TUJUAN TUGAS:
Tulis kembali bagian teks tentang jimat dari "Akan tetapi Rasulullah" hingga "dari Auf al-Asyja’i)". Tukar kata "Rasulullah" dengan "Nabi".

TEKS YANG DIBERIKAN:
◆ ◆ ◆ ◆ ◆ ◆ ◆
Bagaimana dengan ajaran Islam dalam menyikapi pemakaian jimat? Di antara para ulama ternyata terdapat perbedaan pendapat. Berikut uraiannya.
Terkadang dapat ditemukan ada anak kecil yang dikalungi jimat karena hal-hal tertentu. Bolehkah menggunakan azimat baik anak kecil atau yang berkaitan dengan hal lainnya? Bagi selain Nahdliyin sudah pasti dihukumi haram, bahkan syirik. Namun masalah ini perlu jawaban yang obyektif antara ulama yang memperbolehkan dan yang melarang, serta dalilnya masing-masing.
Memang ada hadis yang melarang tentang jimat, yaitu:
إِنَّ الرُّقَى وَالتَّمَائِمَ وَالتِّوَلَةَ شِرْكٌ
“Sesungguhnya ruqyah (pengobatan dengan doa), jimat dan tiwalah (sejenis susuk daya pikat) adalah perbuatan yang meyebabkan syirik” (HR Ahmad, Abu Dawud, Ibnu Majah, al-Hakim, al-Baihaqi dan Abu Ya’la)
Akan tetapi Rasulullah menjelaskan selama tidak mengandung unsur syirik hukumnya boleh. Disebutkan dalam hadis::
كُنَّا نَرْقِي فِي الْجَاهِلِيَّة، فَقُلْنَا: يَا رَسُوْلَ اللهِ، كَيْف تَرَى فِي ذَلِكَ؟ فَقَالَ اعْرِضُوا عَلَىَّ رُقَاكُمْ لاَ بَأْسَ بِالرُّقَى مَا لَمْ يَكُنْ فِيْهِ شِرْكٌ
“Kami melakukan ruqyah saat kami di masa Jahiliyah. Kami bertanya: “Wahai Rasulullah, bagaimana pendapat anda tentang ruqyah?” Rasulullah menjawab: “Berikan ruqyah kalian padaku. Tidak apa-apa dengan ruqyah, selama tidak mengandung kesyirikan” (HR Muslim, Abu Dawud, Ibnu Hibban dan al-Hakim dari Auf al-Asyja’i)
◆ ◆ ◆ ◆ ◆ ◆ ◆
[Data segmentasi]
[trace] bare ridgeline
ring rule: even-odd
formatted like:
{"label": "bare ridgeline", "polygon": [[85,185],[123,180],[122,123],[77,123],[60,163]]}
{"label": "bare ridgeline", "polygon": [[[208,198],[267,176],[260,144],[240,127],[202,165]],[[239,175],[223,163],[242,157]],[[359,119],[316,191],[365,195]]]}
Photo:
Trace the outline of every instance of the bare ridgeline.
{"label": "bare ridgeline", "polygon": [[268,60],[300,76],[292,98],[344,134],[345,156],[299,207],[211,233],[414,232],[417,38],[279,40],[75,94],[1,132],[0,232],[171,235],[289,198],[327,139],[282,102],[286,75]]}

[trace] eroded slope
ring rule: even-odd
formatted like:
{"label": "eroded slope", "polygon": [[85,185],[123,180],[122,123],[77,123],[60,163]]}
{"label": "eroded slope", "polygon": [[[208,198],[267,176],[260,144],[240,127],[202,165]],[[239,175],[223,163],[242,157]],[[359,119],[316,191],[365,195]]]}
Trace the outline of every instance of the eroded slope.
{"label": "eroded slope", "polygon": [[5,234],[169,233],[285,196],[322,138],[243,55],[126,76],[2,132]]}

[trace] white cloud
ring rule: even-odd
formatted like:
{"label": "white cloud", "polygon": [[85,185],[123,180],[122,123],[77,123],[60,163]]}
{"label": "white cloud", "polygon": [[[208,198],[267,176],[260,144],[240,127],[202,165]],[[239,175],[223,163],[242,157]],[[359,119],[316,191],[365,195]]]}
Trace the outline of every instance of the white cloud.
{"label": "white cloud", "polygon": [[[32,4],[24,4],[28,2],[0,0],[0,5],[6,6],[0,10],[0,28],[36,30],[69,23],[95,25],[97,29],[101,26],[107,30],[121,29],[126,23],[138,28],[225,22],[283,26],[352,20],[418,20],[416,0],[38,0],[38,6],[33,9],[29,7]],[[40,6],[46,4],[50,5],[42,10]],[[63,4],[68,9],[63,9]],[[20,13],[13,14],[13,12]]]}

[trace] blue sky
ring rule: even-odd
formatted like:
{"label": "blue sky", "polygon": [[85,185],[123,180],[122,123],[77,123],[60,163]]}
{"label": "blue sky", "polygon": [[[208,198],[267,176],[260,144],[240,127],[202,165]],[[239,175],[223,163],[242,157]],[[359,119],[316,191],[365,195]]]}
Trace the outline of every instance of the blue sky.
◆ ◆ ◆ ◆ ◆ ◆ ◆
LATIHAN TERJAWAB:
Akan tetapi Nabi menjelaskan selama tidak mengandung unsur syirik hukumnya boleh. Disebutkan dalam hadis::
كُنَّا نَرْقِي فِي الْجَاهِلِيَّة، فَقُلْنَا: يَا رَسُوْلَ اللهِ، كَيْف تَرَى فِي ذَلِكَ؟ فَقَالَ اعْرِضُوا عَلَىَّ رُقَاكُمْ لاَ بَأْسَ بِالرُّقَى مَا لَمْ يَكُنْ فِيْهِ شِرْكٌ
“Kami melakukan ruqyah saat kami di masa Jahiliyah. Kami bertanya: “Wahai Nabi, bagaimana pendapat anda tentang ruqyah?” Nabi menjawab: “Berikan ruqyah kalian padaku. Tidak apa-apa dengan ruqyah, selama tidak mengandung kesyirikan” (HR Muslim, Abu Dawud, Ibnu Hibban dan al-Hakim dari Auf al-Asyja’i)